### TAREFAS OBRIGATÓRIAS
- a) Redigite, sem nenhuma alteração, o trecho da entrevista sobre a Rio+20 que vai desde "Às vésperas da" até "ponto de vista?".
- b) Diga se cada afirmação concorda com a entrevista sobre a Rio+20, respondendo sim ou não e citando literalmente as palavras decisivas do texto: (i) Alquéres espera que o evento contribua para o aumento de conscientização sobre o tema; (ii) Alquéres considera produtiva a discussão sobre a apropriação do termo "economia verde"; (iii) Alquéres acha que transformar o PNUMA em conselho, e nada mais, será um bom resultado.

### TEXTO CITADO
==*==
A Rio+20 é apresentada como o fórum que deverá pautar uma agenda de desenvolvimento sustentável e definir diretrizes políticas para os próximos anos, na qual será necessária a transição para um novo modelo de economia, chamado “economia verde”. Qual a sua expectativa para o evento?
José Luiz Alquéres: Como toda reunião com ampla audiência, o nível de generalidade das recomendações tende a ser muito alto, mais ainda quando o tema não encontra muita convergência e alguns países se colocam para tentar, de alguma forma, se apresentarem “sob luzes favoráveis” para a audiência mundial.
Espero apenas que contribua para o aumento de conscientização em relação ao tema. As sugestões de gente qualificada, sociedade civil e prêmios Nobel a chefes de estado serão um aspecto a se considerar. Melhor ainda se encontrarem eco e puderem virar argumento eleitoral nos grandes países, aumentando as chances de virem a ser praticadas.
Essas sugestões, que espero que alimentem os Objetivos de Desenvolvimento Sustentável, deverão se constituir nos guidelines para as ações posteriores. A questão de transformar o PNUMA (Programa das Nações Unidas para o Meio Ambiente) em um conselho pode ser um avanço, mas, tendo em vista a inoperância e poucos resultados objetivos de grande parte da cara estrutura da ONU, acho que será um resultado pífio caso se limite a isso.
Às vésperas da Rio+20, o termo ‘Economia Verde’ se tornou bastante controverso. Entidades da sociedade civil acusam empresas e governo de terem se apropriado do termo numa estratégia de embalar o jeito tradicional de fazer negócios numa roupagem verde. Como o senhor analisa esse ponto de vista?
Este tipo de discussão ou de acusação é improdutiva. Nem governo, nem empresas, nem organizações do terceiro setor podem se vangloriar de resultados objetivos, que é o que faz diferença. Todos têm que repensar sua atuação e tentar agir de forma cooperativa em vez de viverem em conflito até mesmo por causa de terminologias.
“Há que se diferenciar os preços dos bens e serviços pelo seu poder negativo ao meio ambiente: quanto mais comprometedor, mais caro deve ser o imposto para desestimular o consumo.
==*==
### DADOS ARMAZENADOS

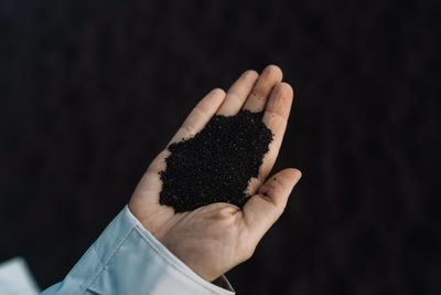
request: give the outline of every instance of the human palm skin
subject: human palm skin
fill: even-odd
[[[174,213],[171,207],[161,206],[160,171],[165,170],[168,148],[151,162],[129,201],[130,211],[142,225],[208,282],[252,255],[260,239],[283,212],[301,177],[299,170],[289,168],[267,179],[282,143],[293,97],[291,86],[281,81],[282,72],[276,65],[267,66],[260,75],[246,71],[227,93],[220,88],[211,91],[168,144],[193,137],[214,115],[232,116],[243,108],[265,112],[262,122],[272,131],[273,140],[259,176],[249,182],[247,194],[251,197],[243,209],[229,203],[212,203]]]

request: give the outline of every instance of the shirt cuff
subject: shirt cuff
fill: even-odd
[[[205,281],[162,245],[126,206],[65,280],[44,294],[235,294]]]

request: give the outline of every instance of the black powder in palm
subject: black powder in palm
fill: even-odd
[[[166,168],[160,172],[160,203],[176,213],[215,202],[241,208],[272,140],[261,119],[262,113],[248,110],[215,115],[194,137],[170,145]]]

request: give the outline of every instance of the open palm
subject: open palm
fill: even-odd
[[[282,72],[276,65],[267,66],[260,76],[246,71],[227,93],[220,88],[211,91],[169,143],[193,137],[214,115],[265,110],[262,122],[272,131],[273,140],[258,178],[249,182],[247,194],[252,197],[243,210],[229,203],[212,203],[174,213],[171,207],[161,206],[160,171],[165,170],[168,148],[151,162],[130,199],[129,209],[142,225],[206,281],[212,282],[252,255],[257,243],[283,212],[300,179],[299,170],[286,169],[265,182],[279,152],[292,104],[292,88],[281,81]]]

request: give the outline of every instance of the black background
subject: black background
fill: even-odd
[[[61,281],[209,89],[279,65],[303,178],[238,294],[441,294],[439,1],[0,1],[0,261]]]

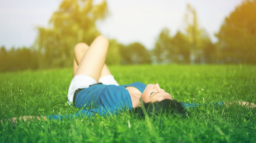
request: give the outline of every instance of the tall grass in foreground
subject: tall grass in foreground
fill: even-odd
[[[256,66],[112,66],[120,84],[158,83],[181,101],[256,103]],[[68,115],[71,69],[0,74],[0,119],[22,116]],[[189,110],[185,119],[141,120],[124,112],[111,116],[0,124],[0,142],[255,142],[256,109],[237,104]]]

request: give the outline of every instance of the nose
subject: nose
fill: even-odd
[[[160,86],[159,86],[159,84],[156,84],[155,85],[155,86],[154,86],[154,89],[156,90],[157,91],[161,91],[161,89],[160,88]]]

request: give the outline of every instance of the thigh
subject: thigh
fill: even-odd
[[[105,37],[97,37],[82,58],[75,76],[86,75],[98,81],[106,61],[108,46],[108,40]]]

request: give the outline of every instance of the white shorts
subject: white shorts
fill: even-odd
[[[99,78],[99,82],[106,85],[119,85],[113,76],[107,75]],[[68,88],[68,103],[69,105],[73,102],[74,93],[76,90],[79,88],[87,88],[89,86],[97,84],[97,81],[93,78],[87,75],[79,75],[76,76],[71,81],[70,85]]]

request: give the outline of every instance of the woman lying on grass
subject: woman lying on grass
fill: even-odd
[[[75,47],[74,77],[69,88],[68,98],[69,105],[81,109],[77,113],[68,115],[24,116],[14,118],[12,121],[22,119],[24,120],[33,119],[47,120],[91,117],[96,115],[115,114],[124,110],[143,117],[146,115],[157,116],[164,113],[185,117],[185,108],[197,105],[195,103],[183,103],[174,100],[158,84],[146,85],[138,82],[119,85],[105,64],[108,46],[108,39],[99,36],[90,46],[80,43]],[[240,103],[255,107],[253,103]],[[218,105],[224,103],[214,104]]]

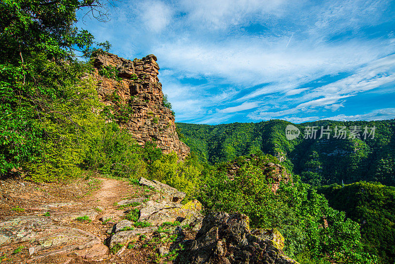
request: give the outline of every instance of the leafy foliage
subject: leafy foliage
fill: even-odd
[[[285,238],[285,252],[293,257],[314,263],[374,263],[363,253],[358,224],[329,207],[310,185],[297,180],[282,184],[276,194],[271,190],[262,168],[275,158],[238,160],[240,168],[233,180],[223,164],[206,178],[200,192],[206,208],[241,212],[252,227],[277,229]]]
[[[379,257],[380,263],[395,261],[395,187],[360,181],[323,186],[319,192],[359,223],[364,251]]]
[[[302,132],[307,126],[375,126],[374,138],[304,139],[285,137],[285,127],[294,125]],[[323,120],[292,124],[282,120],[216,126],[177,123],[183,140],[202,161],[211,164],[262,151],[284,160],[283,165],[313,185],[350,183],[359,180],[395,185],[395,122],[337,122]]]

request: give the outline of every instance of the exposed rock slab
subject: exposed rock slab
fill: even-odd
[[[153,225],[176,220],[181,221],[185,219],[193,220],[198,218],[202,210],[201,204],[197,200],[185,205],[166,201],[161,203],[149,201],[146,204],[146,207],[140,210],[139,220],[146,221]],[[186,221],[186,224],[187,221]]]
[[[175,263],[297,264],[283,253],[284,239],[279,233],[263,230],[254,232],[257,235],[251,233],[245,215],[209,214],[195,239],[185,243],[185,249]]]
[[[150,226],[144,228],[136,228],[134,230],[121,231],[113,235],[110,239],[109,246],[114,247],[117,244],[126,245],[132,240],[136,240],[142,235],[149,236],[158,230],[157,226]]]
[[[51,219],[57,222],[68,222],[75,220],[79,217],[88,217],[91,221],[96,219],[96,217],[99,214],[94,210],[86,210],[74,213],[65,213],[60,214],[54,216],[51,216]]]
[[[150,180],[141,177],[140,178],[139,183],[153,188],[156,191],[162,193],[168,200],[174,203],[179,203],[185,197],[185,193],[158,180]]]
[[[128,104],[133,114],[125,123],[119,125],[127,130],[139,144],[144,145],[155,139],[165,153],[175,152],[185,159],[190,148],[178,137],[174,116],[163,105],[162,85],[158,75],[159,66],[152,54],[141,59],[128,60],[108,52],[98,52],[93,58],[98,81],[97,90],[101,100],[117,111],[117,103],[111,100],[115,92],[122,103]],[[101,76],[99,71],[104,67],[115,67],[118,81]],[[117,121],[117,120],[115,120]]]
[[[74,253],[93,260],[101,260],[108,248],[96,236],[78,228],[52,224],[49,218],[28,216],[0,223],[3,243],[29,241],[29,261],[51,255]]]
[[[129,220],[122,220],[114,224],[114,225],[107,230],[107,233],[113,234],[118,233],[122,229],[127,227],[132,227],[133,223]]]

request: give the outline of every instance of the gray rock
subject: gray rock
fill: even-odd
[[[133,203],[141,203],[142,201],[143,201],[144,199],[144,198],[141,198],[141,199],[133,199],[132,200],[122,200],[120,202],[118,202],[117,204],[118,205],[127,205]]]
[[[112,248],[117,244],[126,245],[132,240],[137,240],[142,235],[151,236],[158,230],[157,226],[136,228],[129,231],[121,231],[113,235],[110,239],[109,246]]]
[[[121,255],[122,253],[123,253],[123,252],[125,251],[126,249],[126,246],[123,246],[123,247],[122,247],[122,248],[121,248],[121,249],[119,250],[119,251],[117,252],[117,256]]]
[[[3,243],[30,241],[29,254],[36,253],[36,256],[29,262],[65,253],[100,259],[107,254],[108,249],[92,234],[52,224],[49,218],[27,216],[11,219],[0,222],[0,237],[3,238]]]
[[[126,227],[132,227],[133,223],[129,220],[122,220],[114,224],[114,226],[107,230],[108,234],[118,233]]]
[[[168,200],[174,203],[179,203],[185,197],[185,193],[158,180],[151,181],[141,177],[139,183],[151,187],[157,191],[161,192]]]
[[[213,212],[195,240],[184,243],[175,264],[297,264],[284,255],[284,238],[275,229],[250,231],[248,217]]]
[[[195,219],[196,218],[193,216],[200,214],[201,209],[201,204],[197,200],[185,205],[167,201],[162,201],[161,203],[149,201],[146,207],[140,210],[139,220],[158,225],[164,222],[174,222],[180,218],[183,220]]]
[[[113,219],[113,218],[111,217],[111,216],[109,216],[108,215],[104,215],[102,217],[101,217],[100,218],[100,219],[99,219],[99,220],[100,221],[103,221],[103,222],[108,222],[109,221],[110,221],[112,219]]]
[[[169,250],[166,247],[160,247],[158,249],[158,253],[160,256],[164,256],[169,253]]]

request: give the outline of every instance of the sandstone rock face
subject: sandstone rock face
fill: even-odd
[[[155,179],[152,181],[141,177],[139,180],[139,183],[140,184],[153,188],[162,193],[167,200],[174,203],[179,203],[185,197],[185,193]]]
[[[274,230],[249,228],[248,217],[214,212],[203,220],[194,240],[185,243],[176,264],[296,264],[282,252],[284,238]]]
[[[140,211],[139,221],[146,221],[155,225],[164,222],[179,221],[182,221],[183,224],[187,224],[190,220],[198,218],[201,210],[201,204],[197,200],[185,205],[172,202],[162,201],[159,203],[149,201],[147,207]],[[192,221],[190,221],[188,224]]]
[[[127,245],[127,243],[133,240],[137,240],[142,235],[151,236],[157,230],[157,226],[150,226],[144,228],[136,228],[134,230],[121,231],[111,236],[109,246],[112,248],[117,244]]]
[[[254,159],[256,159],[257,156],[254,154],[250,155],[249,158],[246,160],[250,161]],[[227,175],[228,177],[233,180],[235,176],[237,175],[240,165],[237,161],[234,161],[228,165]],[[287,183],[292,177],[290,174],[287,173],[286,170],[279,164],[276,164],[272,162],[269,162],[261,167],[261,169],[267,175],[267,178],[271,180],[272,191],[276,192],[280,186],[280,182]]]
[[[49,218],[27,216],[0,222],[0,244],[29,241],[29,251],[45,257],[73,253],[83,258],[102,260],[108,248],[96,236],[78,228],[52,223]]]
[[[156,61],[154,55],[132,61],[107,52],[98,53],[93,64],[99,96],[107,105],[115,106],[114,96],[118,95],[122,105],[131,108],[133,114],[130,118],[123,123],[116,121],[139,144],[144,145],[154,139],[164,153],[175,151],[183,159],[190,149],[178,138],[172,111],[163,105],[163,94],[158,78],[159,66]],[[99,74],[101,69],[110,66],[117,69],[118,80]]]

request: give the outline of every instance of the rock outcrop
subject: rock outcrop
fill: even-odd
[[[102,261],[108,248],[101,239],[78,228],[56,224],[49,217],[26,216],[0,222],[0,245],[26,242],[34,262],[50,255],[74,253],[83,258]]]
[[[272,191],[273,192],[275,193],[278,189],[280,182],[287,183],[291,179],[291,175],[280,165],[273,162],[261,164],[258,162],[259,160],[259,156],[251,154],[244,161],[256,163],[256,165],[260,167],[261,170],[266,175],[266,178],[270,180],[272,185]],[[241,165],[237,160],[228,164],[227,175],[231,180],[233,180],[235,176],[238,173],[238,170]]]
[[[248,217],[240,213],[209,214],[195,239],[185,245],[176,264],[297,264],[283,253],[284,238],[279,232],[250,230]]]
[[[116,115],[114,121],[126,129],[139,144],[154,140],[164,153],[175,151],[184,159],[190,148],[178,138],[172,111],[163,105],[156,57],[151,54],[132,61],[105,52],[95,56],[93,61],[99,96],[112,107],[108,110],[111,114],[118,111],[122,115],[118,119]]]

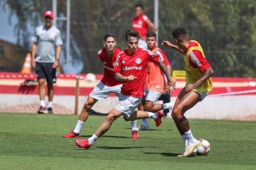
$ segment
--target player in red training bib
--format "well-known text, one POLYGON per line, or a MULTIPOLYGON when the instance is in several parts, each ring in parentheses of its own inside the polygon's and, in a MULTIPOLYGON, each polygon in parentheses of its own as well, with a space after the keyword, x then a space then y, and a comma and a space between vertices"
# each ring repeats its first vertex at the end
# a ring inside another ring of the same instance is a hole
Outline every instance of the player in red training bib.
POLYGON ((184 152, 178 156, 188 156, 195 151, 199 142, 194 137, 184 114, 212 91, 211 76, 214 71, 206 60, 199 43, 189 40, 183 28, 176 28, 172 35, 177 46, 168 41, 163 41, 162 45, 173 48, 184 54, 186 84, 176 99, 172 116, 185 145, 184 152))
POLYGON ((105 99, 111 93, 114 93, 119 98, 120 97, 122 84, 115 79, 115 72, 113 71, 113 64, 115 62, 117 56, 120 52, 119 48, 115 47, 116 43, 113 34, 108 33, 105 35, 103 43, 104 48, 98 52, 98 57, 104 64, 103 77, 87 98, 74 130, 62 135, 62 137, 79 137, 81 129, 89 116, 89 110, 91 107, 98 100, 105 99))
MULTIPOLYGON (((156 34, 155 33, 148 33, 147 34, 147 45, 148 48, 152 52, 160 55, 161 60, 166 65, 170 74, 172 74, 172 67, 165 54, 158 47, 156 47, 156 34)), ((170 90, 166 83, 164 73, 161 71, 158 65, 154 62, 150 62, 148 64, 148 71, 146 77, 145 98, 143 98, 142 104, 139 106, 139 110, 155 112, 162 108, 162 105, 156 104, 163 94, 168 93, 170 98, 170 90)), ((165 110, 172 109, 173 104, 167 103, 163 104, 165 110)), ((140 130, 149 130, 149 125, 147 119, 143 119, 140 130)))
POLYGON ((136 16, 132 18, 132 30, 139 33, 139 40, 138 47, 144 49, 148 49, 146 38, 148 28, 153 32, 156 31, 156 28, 150 19, 143 13, 144 7, 143 4, 138 4, 134 7, 136 16))
POLYGON ((110 128, 113 122, 120 116, 126 121, 142 118, 153 118, 157 127, 161 125, 163 115, 143 111, 135 111, 141 102, 145 85, 147 65, 149 61, 158 63, 168 78, 168 83, 175 88, 176 82, 168 72, 166 66, 159 59, 160 55, 149 50, 137 48, 139 35, 137 31, 129 30, 125 34, 127 50, 118 55, 115 63, 115 79, 123 82, 119 103, 112 109, 106 120, 95 132, 86 140, 76 140, 79 147, 90 148, 91 145, 110 128))

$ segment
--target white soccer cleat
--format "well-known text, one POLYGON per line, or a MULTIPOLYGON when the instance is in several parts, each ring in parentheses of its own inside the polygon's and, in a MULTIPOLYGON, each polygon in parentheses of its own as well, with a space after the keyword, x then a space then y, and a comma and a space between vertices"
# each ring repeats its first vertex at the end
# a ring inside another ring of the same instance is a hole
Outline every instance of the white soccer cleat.
POLYGON ((139 130, 150 130, 149 126, 144 126, 143 125, 141 125, 138 129, 139 130))
POLYGON ((189 145, 186 150, 185 150, 184 153, 183 153, 183 156, 186 157, 193 154, 195 149, 197 148, 198 144, 199 142, 196 142, 195 143, 189 145))

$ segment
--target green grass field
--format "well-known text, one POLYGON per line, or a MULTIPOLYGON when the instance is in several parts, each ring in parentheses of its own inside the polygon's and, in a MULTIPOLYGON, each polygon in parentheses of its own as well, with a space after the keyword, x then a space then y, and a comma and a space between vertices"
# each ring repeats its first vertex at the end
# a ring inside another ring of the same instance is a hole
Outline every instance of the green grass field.
MULTIPOLYGON (((105 116, 90 116, 81 132, 91 136, 105 116)), ((0 114, 0 169, 256 169, 256 122, 190 120, 197 138, 211 145, 206 156, 177 157, 183 142, 172 119, 131 139, 131 123, 119 118, 88 150, 74 139, 73 115, 0 114)), ((138 122, 138 123, 140 122, 138 122)), ((139 123, 138 124, 139 124, 139 123)))

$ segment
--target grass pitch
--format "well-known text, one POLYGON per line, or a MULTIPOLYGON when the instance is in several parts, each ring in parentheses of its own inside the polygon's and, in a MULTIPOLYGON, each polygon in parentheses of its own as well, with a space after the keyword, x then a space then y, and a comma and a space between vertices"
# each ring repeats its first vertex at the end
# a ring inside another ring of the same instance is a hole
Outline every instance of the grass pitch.
MULTIPOLYGON (((81 133, 90 137, 105 116, 90 116, 81 133)), ((73 115, 0 114, 0 169, 256 169, 256 122, 190 120, 196 138, 209 141, 206 156, 177 157, 183 142, 172 119, 131 139, 122 118, 88 150, 61 135, 73 115)), ((138 124, 140 121, 138 122, 138 124)))

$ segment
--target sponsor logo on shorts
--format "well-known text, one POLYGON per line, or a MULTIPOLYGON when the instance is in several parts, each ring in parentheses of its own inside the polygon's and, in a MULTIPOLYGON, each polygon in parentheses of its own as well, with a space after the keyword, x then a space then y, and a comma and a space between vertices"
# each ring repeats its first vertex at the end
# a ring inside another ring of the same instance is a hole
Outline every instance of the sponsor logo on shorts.
POLYGON ((130 70, 141 70, 141 65, 139 67, 137 66, 132 66, 132 67, 122 67, 122 69, 123 71, 130 71, 130 70))
POLYGON ((139 58, 137 58, 137 59, 135 60, 135 62, 136 62, 137 64, 141 64, 141 59, 139 59, 139 58))

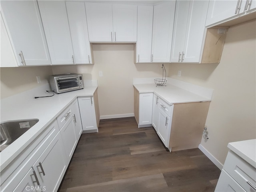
==*==
### RESULTADOS POR TAREFA
- a)
Às vésperas da Rio+20, o termo ‘Economia Verde’ se tornou bastante controverso. Entidades da sociedade civil acusam empresas e governo de terem se apropriado do termo numa estratégia de embalar o jeito tradicional de fazer negócios numa roupagem verde. Como o senhor analisa esse ponto de vista?

- b)
(i) Sim: "Espero apenas que contribua para o aumento de conscientização em relação ao tema."
(ii) Não: "Este tipo de discussão ou de acusação é improdutiva."
(iii) Não: "acho que será um resultado pífio caso se limite a isso."